Problem to solve — Select and copy every line in the entries below that contains the string "mask".

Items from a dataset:
◆ ◆ ◆ ◆
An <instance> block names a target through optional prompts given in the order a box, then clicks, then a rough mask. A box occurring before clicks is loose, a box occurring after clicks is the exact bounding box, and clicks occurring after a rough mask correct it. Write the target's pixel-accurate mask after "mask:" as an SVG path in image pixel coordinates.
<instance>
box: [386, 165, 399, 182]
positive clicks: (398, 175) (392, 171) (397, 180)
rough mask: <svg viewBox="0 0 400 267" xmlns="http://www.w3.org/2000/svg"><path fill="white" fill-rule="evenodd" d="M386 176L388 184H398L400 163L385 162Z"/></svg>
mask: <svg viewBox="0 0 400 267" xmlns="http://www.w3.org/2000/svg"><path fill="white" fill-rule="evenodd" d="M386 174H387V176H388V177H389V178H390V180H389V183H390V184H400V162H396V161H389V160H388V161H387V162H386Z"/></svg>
◆ ◆ ◆ ◆
Finished exercise —
An <instance> block names a target through optional prompts given in the order a box, then clicks, then a rough mask. A box occurring before clicks is loose, a box occurring after clicks is the exact bounding box, and clicks occurring after a rough mask correct it. Write the target's pixel-accurate mask after "mask:" as an SVG path in image pixel coordinates.
rough mask: <svg viewBox="0 0 400 267" xmlns="http://www.w3.org/2000/svg"><path fill="white" fill-rule="evenodd" d="M386 176L388 184H398L400 163L385 162Z"/></svg>
mask: <svg viewBox="0 0 400 267" xmlns="http://www.w3.org/2000/svg"><path fill="white" fill-rule="evenodd" d="M386 174H387V176H388V177H389V178H390V180H389V183H390V184H400V162H396V161H389V160H388V161H387V162H386Z"/></svg>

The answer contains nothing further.